§ Selected excerpt
· · ·
The Legend of the Mystical Ninja, known as  in Japan, is an action-adventure game by Konami, and was released for the Super Nintendo Entertainment System in 1991. It was also ported to the Game Boy Advance along with Ganbare Goemon 2: Kiteretsu Shōgun Magginesu only in Japan.

It is the first game in the Japanese video game series Ganbare Goemon to have a western release. It has also been released for the Virtual Console in Japan, Europe, Australia, New Zealand, Canada, and the United States. In North America and Europe, this game was followed by two different games for Nintendo 64, Mystical Ninja Starring Goemon in 1998 and Goemon's Great Adventure (known in Europe as Mystical Ninja 2 Starring Goemon) in 1999, as all subsequent releases for the Super NES were absent of a Western release. In Europe, two Game Boy versions of Mystical Ninja starring Goemon were released. One was a standalone game and the other was part of Konami GB Collection Vol. 3.

Gameplay
Although both characters have different weapons and learn different attacks, they are functionally identical. Their primary short-range weapons have three levels and are improved in range by acquiring grey cats left by defeated enemies. Both characters are also equipped with thrown weapons from the beginning (which decreases money as the player uses it) and can acquire bombs by purchasing them in stores or by winning them in mini-games.

Each character can learn four Judo abilities which are functionally identical between the two characters. Level 1 Judo provides an animal companion for the character which they ride and can use to ram into enemies. Level 2 Judo releases an attack that can damage all enemies on the screen. Level 3 Judo gives the characters the ability to fly temporarily. Level 4 Judo unleashes a powerful repetitive attack.

Most stages (known as "Warlock Zones") are separated into two sections. The first section is centered on town exploration where players gather information, buy items, learn special Judo attacks, play minigames, earn money, etc. One of the most notable mini-games available is a recreation of the first level in Gradius, but also includes games such as air hockey, trivia, dice games, and even a lottery.
· · ·
(Location identification items)
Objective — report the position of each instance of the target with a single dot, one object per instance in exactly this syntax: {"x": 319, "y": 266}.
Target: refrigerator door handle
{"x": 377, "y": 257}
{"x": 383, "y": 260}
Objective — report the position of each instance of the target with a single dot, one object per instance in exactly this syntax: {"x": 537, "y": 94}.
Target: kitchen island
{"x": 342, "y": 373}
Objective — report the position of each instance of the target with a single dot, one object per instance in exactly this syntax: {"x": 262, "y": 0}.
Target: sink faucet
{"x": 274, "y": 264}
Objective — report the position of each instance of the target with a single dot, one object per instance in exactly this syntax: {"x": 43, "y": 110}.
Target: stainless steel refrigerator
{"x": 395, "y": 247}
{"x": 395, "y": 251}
· · ·
§ Set task 1
Answer these questions about the game description:
(a) Which company made the game, and in what year did it come out for the Super Nintendo Entertainment System?
(b) What do the characters acquire to improve the range of their primary short-range weapons?
(c) What are most stages known as?
§ Set task 2
Rewrite the part of the game description starting with "Most stages (known" and going on through "even a lottery.", substituting "village exploration" for "town exploration".
§ Set task 3
List every place the game description names as a Virtual Console release region.

§ Task solution 1
(a) Konami; 1991.
(b) Grey cats left by defeated enemies.
(c) "Warlock Zones."

§ Task solution 2
Most stages (known as "Warlock Zones") are separated into two sections. The first section is centered on village exploration where players gather information, buy items, learn special Judo attacks, play minigames, earn money, etc. One of the most notable mini-games available is a recreation of the first level in Gradius, but also includes games such as air hockey, trivia, dice games, and even a lottery.

§ Task solution 3
Japan, Europe, Australia, New Zealand, Canada, and the United States.